### Trecho da página
....................

Em ato, o gesto da voz no canto brota já discursivamente determinado na partitura da canção,
e esta funciona como o espaço onde a voz da cantora realiza seu encontro com a já proferida
dimensão vocal da memória discursiva.
Levando às últimas consequências esta perspectiva, pode-se interpretar que Chico
Buarque projetou a sonoridade de com açúcar com afeto a partir de uma voz feminina soando
em uma intensidade bem diversa da mulher que espera pacientemente o marido figurada nas
composições tradicionais. A emissão vocal que ecoa na encomenda de uma canção aludida
como “aquelas das mulheres que esperam o marido” comporta um traço de ironia. A doçura
da colocação vocal rivaliza com o vozeirão das grandes divas de outrora, as que detinham a
força interpretativa necessária para que seu cantar configurasse a presença e a posição de
sujeito correspondente a condição do feminino implícita na letra da canção. Em vez disso, a
voz da musa primeira da bossa nova sugere, mas não dá lugar ao drama da mulher que sempre
cede a última e decisiva palavra ao homem a quem se submete.

....................

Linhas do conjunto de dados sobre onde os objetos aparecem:
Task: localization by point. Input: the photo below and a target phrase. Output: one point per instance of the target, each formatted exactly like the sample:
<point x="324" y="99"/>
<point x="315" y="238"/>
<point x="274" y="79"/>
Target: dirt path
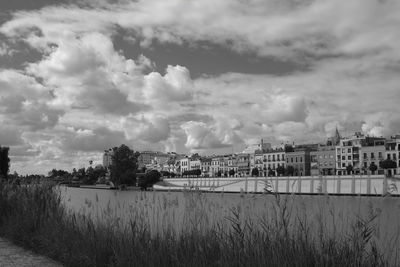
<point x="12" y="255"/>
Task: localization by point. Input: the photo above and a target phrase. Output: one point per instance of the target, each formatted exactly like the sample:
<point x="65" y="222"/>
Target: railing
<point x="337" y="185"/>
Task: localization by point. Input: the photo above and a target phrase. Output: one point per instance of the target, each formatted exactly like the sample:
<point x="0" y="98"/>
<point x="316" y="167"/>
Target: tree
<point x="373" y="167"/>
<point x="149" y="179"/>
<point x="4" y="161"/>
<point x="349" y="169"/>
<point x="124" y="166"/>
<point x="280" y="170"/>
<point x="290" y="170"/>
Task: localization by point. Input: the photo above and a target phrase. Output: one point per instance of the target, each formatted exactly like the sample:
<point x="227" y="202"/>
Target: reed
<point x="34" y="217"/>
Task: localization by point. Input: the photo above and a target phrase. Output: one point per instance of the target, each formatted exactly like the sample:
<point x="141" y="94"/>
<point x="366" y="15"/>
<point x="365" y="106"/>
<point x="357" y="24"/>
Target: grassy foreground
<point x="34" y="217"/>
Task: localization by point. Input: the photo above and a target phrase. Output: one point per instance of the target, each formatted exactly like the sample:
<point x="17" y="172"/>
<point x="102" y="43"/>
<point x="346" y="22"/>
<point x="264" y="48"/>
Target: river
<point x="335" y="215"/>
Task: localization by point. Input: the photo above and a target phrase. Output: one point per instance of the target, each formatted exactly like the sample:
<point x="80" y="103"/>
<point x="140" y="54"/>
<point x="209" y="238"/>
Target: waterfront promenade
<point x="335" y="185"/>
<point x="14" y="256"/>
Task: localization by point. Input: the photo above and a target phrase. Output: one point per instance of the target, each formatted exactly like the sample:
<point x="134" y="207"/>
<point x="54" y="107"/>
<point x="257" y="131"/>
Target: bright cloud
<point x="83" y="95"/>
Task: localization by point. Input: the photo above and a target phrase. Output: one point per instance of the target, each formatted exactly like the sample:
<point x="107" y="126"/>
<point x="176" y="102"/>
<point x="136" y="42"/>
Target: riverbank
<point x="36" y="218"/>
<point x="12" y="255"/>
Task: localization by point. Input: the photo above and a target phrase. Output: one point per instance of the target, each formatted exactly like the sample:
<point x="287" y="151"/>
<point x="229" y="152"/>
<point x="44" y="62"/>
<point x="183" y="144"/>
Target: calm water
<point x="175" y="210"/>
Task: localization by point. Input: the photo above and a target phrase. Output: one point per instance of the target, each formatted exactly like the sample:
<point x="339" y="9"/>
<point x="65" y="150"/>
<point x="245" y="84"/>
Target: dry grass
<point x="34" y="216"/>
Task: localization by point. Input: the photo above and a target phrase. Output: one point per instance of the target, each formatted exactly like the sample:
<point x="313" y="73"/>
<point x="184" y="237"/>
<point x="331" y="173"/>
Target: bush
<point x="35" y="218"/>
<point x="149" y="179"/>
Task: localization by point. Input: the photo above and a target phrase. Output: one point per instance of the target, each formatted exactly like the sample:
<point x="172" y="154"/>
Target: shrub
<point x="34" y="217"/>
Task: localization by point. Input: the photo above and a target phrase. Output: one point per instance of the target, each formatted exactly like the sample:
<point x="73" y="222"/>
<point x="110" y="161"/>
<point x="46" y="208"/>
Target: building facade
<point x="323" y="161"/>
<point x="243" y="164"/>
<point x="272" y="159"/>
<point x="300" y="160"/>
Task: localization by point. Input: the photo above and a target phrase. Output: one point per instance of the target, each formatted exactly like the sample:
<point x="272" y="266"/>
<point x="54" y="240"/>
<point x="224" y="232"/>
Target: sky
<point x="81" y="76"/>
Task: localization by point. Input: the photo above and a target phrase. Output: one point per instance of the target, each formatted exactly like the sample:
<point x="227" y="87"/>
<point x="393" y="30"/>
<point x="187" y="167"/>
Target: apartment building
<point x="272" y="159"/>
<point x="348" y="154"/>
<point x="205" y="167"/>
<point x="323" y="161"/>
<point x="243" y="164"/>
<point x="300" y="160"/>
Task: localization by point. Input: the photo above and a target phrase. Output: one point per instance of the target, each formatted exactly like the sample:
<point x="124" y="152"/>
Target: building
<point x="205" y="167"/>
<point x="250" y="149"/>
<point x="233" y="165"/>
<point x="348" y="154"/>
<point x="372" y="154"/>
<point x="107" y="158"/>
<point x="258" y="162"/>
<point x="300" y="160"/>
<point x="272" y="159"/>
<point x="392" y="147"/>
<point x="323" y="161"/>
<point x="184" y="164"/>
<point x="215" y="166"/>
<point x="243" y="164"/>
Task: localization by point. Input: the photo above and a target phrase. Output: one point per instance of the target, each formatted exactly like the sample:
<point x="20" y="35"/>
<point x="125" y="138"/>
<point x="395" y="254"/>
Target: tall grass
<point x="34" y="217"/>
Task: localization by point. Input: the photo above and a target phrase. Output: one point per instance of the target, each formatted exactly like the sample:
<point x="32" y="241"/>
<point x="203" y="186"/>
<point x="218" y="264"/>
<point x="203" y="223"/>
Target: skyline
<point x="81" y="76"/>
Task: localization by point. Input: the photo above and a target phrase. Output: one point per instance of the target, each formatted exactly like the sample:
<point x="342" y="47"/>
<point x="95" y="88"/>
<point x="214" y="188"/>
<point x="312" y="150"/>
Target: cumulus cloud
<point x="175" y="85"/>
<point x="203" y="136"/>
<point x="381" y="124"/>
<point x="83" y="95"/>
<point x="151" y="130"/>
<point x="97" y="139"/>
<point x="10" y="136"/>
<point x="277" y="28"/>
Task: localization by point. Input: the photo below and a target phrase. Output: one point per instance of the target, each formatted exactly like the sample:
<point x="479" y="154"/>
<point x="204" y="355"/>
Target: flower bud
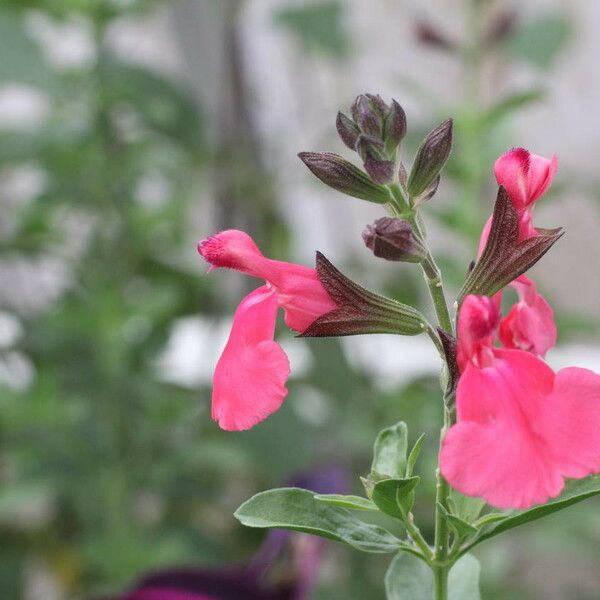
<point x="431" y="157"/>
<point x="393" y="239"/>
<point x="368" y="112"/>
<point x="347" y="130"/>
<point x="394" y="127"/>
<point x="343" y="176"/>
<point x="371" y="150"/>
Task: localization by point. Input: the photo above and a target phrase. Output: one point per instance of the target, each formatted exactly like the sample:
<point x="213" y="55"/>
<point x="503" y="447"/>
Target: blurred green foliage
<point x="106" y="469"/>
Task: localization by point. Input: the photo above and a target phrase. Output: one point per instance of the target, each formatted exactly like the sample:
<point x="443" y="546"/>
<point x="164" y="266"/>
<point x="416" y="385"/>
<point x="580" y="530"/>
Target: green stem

....................

### O problema
No trecho sobre a canção de Chico Buarque, quais expressões unem um substantivo ao adjetivo "vocal"?

### Resultado final
- dimensão vocal
- emissão vocal
- colocação vocal